◆ **GIVEN TEXT**:
+ + + +

Back in March, we posted a really interesting recruitment video from video game developers Electronic Arts. They showed a video game marketer, developer, and publisher – all women – talking about how they got their start in the business. We thought it was a really great way to show young women some unique career opportunities. And then the video was removed. We have no idea why but apparently EA is still actively on the hunt for women to work at their company and for them to play their games. Why? They may finally be realizing the marketing potential, but the industry still has a long way to go and not everyone is sure actively seeking out women for programming jobs is the way to go.

Peninsula Press points out two recent releases from EA, Mass Effect 3 (featuring FemShep) and The Sims3 Showtime (which used Katy Perry as a spokesperson), both of which they believe made a good push at marketing to women. They spoke with Robin Yang, currently a social game producer, who used to be a producer at EA’s PopCap Games.

“Even though we’ve made strides in the last few years, it’s pretty horrifying that we’re still under 10 percent of women in the gaming workforce,” she said. “I felt that the press side was definitely more welcoming because I felt people were more interested in my opinion [as a woman]. People were looking for diversity in reporters and perspectives on the content coming out, whereas in production it’s less about what I provide as a woman and more what I can as a producer.”

Metanet’s Mare Sheppard recently held a panel on sexism in the industry at the Game Developers Conference. “The problem with Women in Games initiatives and other similar programs is that they tend to address the symptoms of inequality in our culture, but not the systemic problems beneath them,” Sheppard wrote in an editorial that accompanied her talk. “One reason for the underrepresentation of women in the games industry is that women often perceive a lack of fit when they compare themselves to the traditional computer-science major/computer programmer.”

+ + + +

◆ **DATA SUPPLIED**:
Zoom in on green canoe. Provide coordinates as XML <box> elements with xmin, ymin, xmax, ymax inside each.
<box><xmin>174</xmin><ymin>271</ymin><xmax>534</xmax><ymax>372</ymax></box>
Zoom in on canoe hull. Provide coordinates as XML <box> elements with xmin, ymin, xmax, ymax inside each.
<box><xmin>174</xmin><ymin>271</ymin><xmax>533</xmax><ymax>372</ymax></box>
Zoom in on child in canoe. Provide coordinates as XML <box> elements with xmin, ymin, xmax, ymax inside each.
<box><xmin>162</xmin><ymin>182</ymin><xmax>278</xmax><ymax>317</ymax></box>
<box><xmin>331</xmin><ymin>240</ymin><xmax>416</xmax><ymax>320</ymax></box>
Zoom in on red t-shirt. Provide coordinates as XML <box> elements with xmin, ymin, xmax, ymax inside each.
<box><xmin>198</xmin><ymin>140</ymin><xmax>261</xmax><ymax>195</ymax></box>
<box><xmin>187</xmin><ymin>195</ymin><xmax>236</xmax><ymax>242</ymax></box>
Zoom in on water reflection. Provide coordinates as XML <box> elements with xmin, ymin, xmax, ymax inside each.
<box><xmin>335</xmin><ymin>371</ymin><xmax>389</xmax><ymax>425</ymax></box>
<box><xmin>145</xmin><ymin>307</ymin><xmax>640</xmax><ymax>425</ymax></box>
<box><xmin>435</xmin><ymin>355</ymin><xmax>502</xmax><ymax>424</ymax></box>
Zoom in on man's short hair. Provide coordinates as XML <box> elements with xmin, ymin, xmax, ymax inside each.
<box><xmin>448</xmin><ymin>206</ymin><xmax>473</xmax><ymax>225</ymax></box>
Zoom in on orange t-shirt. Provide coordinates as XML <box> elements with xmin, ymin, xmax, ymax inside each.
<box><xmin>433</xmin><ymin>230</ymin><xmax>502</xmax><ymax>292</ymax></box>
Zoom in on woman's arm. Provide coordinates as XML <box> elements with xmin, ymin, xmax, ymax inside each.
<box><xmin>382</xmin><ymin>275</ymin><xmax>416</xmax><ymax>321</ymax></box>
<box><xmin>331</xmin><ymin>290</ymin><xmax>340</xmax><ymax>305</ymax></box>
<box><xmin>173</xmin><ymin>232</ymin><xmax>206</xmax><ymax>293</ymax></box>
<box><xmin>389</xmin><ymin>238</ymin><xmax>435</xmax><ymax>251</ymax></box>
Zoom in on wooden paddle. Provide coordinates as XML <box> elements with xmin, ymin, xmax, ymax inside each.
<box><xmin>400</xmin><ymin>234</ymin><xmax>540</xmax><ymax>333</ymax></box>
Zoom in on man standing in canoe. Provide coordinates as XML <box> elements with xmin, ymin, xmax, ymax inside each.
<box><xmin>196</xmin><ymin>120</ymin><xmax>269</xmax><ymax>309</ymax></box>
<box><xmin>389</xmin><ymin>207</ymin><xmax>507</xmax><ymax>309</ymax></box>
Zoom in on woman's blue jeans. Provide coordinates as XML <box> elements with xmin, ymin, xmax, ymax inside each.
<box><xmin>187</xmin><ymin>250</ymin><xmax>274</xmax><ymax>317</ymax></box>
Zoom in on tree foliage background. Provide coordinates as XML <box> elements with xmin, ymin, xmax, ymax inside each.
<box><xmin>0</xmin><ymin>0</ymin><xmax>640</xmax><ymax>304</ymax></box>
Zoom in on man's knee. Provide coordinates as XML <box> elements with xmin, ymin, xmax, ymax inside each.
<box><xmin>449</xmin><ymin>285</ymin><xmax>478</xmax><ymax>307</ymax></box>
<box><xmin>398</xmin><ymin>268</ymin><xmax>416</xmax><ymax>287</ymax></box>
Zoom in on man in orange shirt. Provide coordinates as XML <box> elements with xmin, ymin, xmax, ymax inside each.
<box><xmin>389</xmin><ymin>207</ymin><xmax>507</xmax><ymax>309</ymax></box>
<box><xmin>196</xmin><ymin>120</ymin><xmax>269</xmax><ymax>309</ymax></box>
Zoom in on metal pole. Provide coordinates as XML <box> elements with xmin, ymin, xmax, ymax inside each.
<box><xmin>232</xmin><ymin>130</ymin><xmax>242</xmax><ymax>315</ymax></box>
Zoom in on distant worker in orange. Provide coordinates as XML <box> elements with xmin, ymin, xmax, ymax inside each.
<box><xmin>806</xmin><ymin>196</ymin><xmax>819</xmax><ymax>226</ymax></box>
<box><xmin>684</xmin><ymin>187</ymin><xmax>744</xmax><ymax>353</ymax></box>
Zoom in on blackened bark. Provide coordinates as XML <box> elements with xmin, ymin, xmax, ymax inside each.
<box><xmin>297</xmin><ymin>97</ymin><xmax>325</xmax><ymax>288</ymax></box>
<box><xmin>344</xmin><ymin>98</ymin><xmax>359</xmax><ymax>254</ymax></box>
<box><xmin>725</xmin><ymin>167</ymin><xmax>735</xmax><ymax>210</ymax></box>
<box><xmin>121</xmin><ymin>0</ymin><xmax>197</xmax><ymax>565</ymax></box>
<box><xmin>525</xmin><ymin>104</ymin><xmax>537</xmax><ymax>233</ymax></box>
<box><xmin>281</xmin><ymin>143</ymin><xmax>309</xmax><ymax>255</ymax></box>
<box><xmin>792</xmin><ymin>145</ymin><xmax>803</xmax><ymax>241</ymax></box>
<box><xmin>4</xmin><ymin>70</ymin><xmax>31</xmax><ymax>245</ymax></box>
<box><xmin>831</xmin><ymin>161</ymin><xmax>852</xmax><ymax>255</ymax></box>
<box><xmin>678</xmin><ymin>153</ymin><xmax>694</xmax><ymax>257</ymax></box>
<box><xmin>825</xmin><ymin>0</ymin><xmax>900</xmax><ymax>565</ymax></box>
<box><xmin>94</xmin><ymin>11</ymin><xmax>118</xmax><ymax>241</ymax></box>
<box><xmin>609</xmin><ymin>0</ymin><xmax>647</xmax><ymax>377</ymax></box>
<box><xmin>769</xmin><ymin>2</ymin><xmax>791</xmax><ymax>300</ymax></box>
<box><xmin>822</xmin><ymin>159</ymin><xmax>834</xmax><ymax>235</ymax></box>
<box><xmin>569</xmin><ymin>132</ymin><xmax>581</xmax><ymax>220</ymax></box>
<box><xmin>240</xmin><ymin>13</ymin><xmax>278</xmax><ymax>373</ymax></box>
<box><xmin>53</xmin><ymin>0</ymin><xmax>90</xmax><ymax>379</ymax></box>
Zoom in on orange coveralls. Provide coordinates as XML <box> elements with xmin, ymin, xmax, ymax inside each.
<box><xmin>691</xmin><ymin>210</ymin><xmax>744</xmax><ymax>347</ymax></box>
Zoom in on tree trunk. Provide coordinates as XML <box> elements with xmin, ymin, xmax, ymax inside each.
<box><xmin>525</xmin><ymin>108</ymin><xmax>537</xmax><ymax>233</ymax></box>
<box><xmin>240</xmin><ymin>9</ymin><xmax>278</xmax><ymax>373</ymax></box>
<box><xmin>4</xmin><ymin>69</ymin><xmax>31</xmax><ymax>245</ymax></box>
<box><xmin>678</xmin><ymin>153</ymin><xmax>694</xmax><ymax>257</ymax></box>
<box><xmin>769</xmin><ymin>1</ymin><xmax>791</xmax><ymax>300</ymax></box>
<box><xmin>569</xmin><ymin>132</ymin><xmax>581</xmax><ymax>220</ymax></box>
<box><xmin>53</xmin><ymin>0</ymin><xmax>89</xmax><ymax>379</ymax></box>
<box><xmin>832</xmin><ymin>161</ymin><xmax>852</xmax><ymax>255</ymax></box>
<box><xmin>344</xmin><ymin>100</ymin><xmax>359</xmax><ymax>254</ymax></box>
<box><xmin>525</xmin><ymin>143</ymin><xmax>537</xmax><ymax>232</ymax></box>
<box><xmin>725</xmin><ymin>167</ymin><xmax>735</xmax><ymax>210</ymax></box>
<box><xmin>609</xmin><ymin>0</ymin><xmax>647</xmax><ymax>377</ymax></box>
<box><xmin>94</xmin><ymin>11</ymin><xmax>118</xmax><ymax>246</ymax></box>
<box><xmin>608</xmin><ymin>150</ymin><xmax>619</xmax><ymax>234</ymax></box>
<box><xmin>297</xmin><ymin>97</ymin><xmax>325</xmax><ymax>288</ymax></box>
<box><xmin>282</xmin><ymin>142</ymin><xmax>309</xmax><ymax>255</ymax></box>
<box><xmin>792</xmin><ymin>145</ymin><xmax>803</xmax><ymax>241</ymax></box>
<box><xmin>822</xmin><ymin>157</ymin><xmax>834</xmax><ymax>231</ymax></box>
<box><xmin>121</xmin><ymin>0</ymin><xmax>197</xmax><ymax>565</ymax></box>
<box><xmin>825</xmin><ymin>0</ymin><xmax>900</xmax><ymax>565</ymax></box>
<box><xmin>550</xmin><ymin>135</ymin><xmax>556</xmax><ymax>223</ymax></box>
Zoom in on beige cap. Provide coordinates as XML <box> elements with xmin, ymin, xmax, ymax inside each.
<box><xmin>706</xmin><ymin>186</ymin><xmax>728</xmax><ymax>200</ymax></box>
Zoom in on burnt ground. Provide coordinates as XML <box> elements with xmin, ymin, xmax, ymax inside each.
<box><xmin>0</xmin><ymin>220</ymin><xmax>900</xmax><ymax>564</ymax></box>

+ + + +

◆ **EXERCISES TO COMPLETE**:
- a) List every real person named in the passage about women in the games industry.
- b) Retype the passage about women in the games industry from "Back in March, we" to "the way to go.".
The entries aren't needed for this work.

◆ **ANSWERS TO THE TASKS**:
- a) Katy Perry, Robin Yang, Mare Sheppard

- b)
Back in March, we posted a really interesting recruitment video from video game developers Electronic Arts. They showed a video game marketer, developer, and publisher – all women – talking about how they got their start in the business. We thought it was a really great way to show young women some unique career opportunities. And then the video was removed. We have no idea why but apparently EA is still actively on the hunt for women to work at their company and for them to play their games. Why? They may finally be realizing the marketing potential, but the industry still has a long way to go and not everyone is sure actively seeking out women for programming jobs is the way to go.